Assigned task: Look through the listing for the string "foliage" and copy out every line that holds it.

Exercise data:
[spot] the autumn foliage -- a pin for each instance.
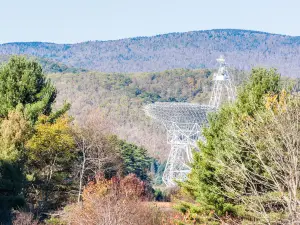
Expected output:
(115, 201)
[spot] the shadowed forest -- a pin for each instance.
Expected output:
(77, 148)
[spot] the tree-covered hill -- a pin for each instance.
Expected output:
(48, 65)
(120, 97)
(198, 49)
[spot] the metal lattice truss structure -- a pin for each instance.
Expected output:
(222, 83)
(183, 122)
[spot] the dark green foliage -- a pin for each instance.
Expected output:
(22, 82)
(11, 181)
(202, 184)
(135, 160)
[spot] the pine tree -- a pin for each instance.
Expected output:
(202, 184)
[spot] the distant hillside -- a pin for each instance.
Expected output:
(119, 97)
(199, 49)
(49, 65)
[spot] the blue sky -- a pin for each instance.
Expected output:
(72, 21)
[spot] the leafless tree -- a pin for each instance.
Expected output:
(97, 149)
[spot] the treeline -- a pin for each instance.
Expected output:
(190, 50)
(47, 160)
(55, 170)
(120, 98)
(247, 171)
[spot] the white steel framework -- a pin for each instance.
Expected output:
(222, 81)
(184, 122)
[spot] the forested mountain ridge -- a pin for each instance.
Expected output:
(120, 97)
(198, 49)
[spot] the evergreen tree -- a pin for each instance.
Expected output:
(22, 82)
(202, 183)
(135, 160)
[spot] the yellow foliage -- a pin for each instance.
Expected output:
(14, 131)
(277, 103)
(51, 139)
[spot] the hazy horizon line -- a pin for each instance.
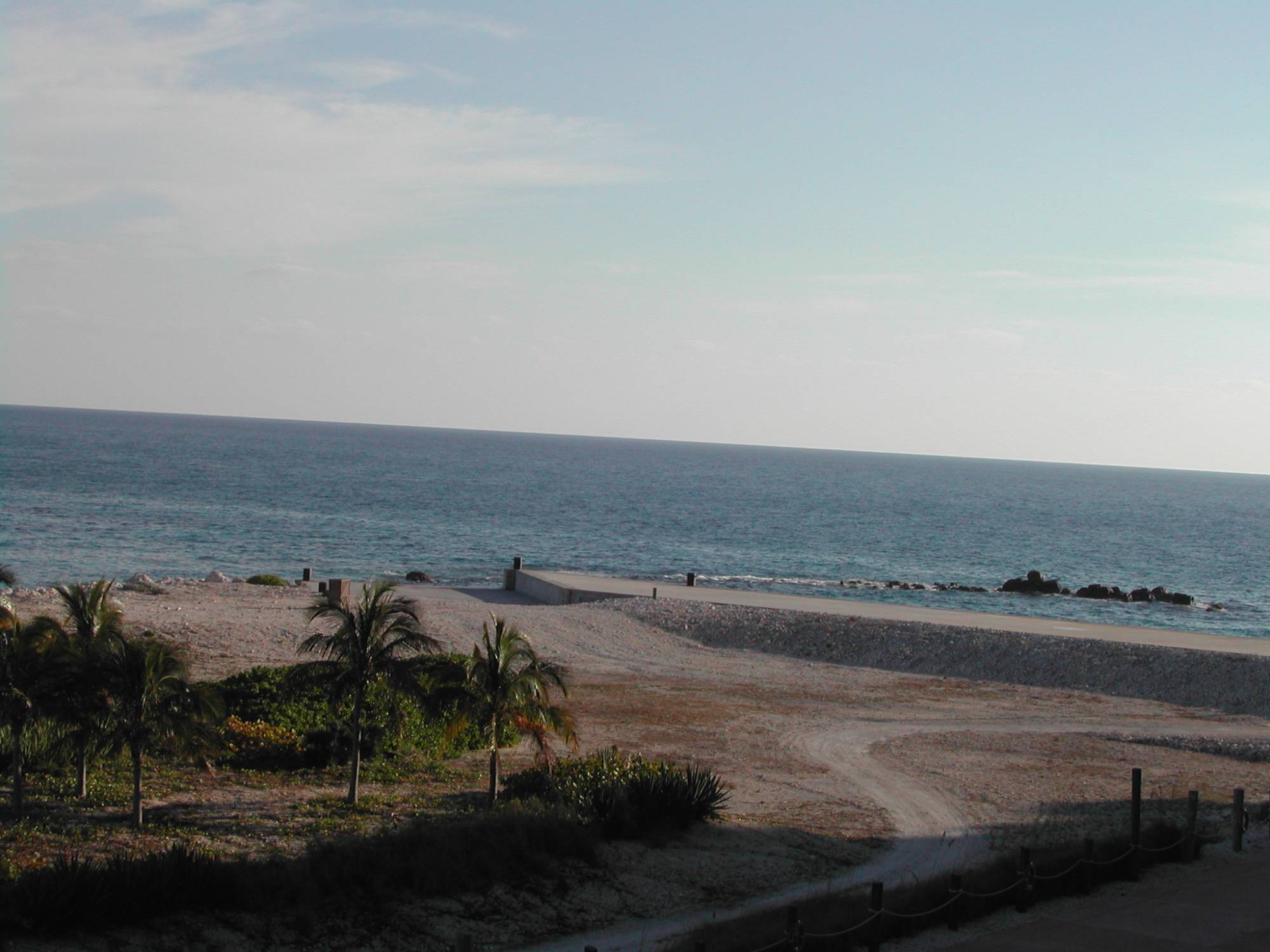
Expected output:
(642, 440)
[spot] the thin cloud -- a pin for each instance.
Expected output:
(250, 169)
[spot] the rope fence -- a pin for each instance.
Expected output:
(1024, 884)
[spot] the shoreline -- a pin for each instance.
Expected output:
(572, 588)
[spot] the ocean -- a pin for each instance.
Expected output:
(92, 494)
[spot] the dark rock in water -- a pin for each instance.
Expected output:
(1034, 585)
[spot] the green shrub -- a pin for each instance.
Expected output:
(260, 744)
(276, 581)
(421, 859)
(625, 795)
(391, 725)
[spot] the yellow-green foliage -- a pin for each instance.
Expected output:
(276, 581)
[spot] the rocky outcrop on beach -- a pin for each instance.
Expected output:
(1033, 585)
(1196, 678)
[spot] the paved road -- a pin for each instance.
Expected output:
(590, 587)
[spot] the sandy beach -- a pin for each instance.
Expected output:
(839, 760)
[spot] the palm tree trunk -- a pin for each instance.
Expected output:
(358, 748)
(493, 764)
(17, 772)
(82, 765)
(137, 786)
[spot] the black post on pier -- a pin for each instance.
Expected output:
(1136, 822)
(1192, 824)
(876, 901)
(1239, 818)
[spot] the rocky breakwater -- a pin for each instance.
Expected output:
(1036, 583)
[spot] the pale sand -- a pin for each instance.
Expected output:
(825, 758)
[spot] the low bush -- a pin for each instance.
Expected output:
(420, 860)
(276, 581)
(391, 725)
(260, 744)
(625, 795)
(147, 588)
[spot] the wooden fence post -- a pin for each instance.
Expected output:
(1238, 821)
(1022, 889)
(1088, 869)
(1192, 826)
(1135, 822)
(876, 899)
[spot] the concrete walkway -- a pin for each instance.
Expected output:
(1220, 909)
(565, 588)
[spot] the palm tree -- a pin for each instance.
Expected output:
(25, 667)
(91, 618)
(507, 685)
(379, 640)
(152, 701)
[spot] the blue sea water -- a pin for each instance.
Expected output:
(98, 493)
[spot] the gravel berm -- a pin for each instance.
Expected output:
(1210, 680)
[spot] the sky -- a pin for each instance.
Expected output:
(1004, 230)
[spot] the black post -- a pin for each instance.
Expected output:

Solution to this problem:
[spot] the autumn foliage -- a pin for each instance.
[spot] the dark green foliage -- a pin for each instance.
[spot] the yellow foliage -- a pin for each instance.
[spot] the yellow-green foliage -- a pin for each instance.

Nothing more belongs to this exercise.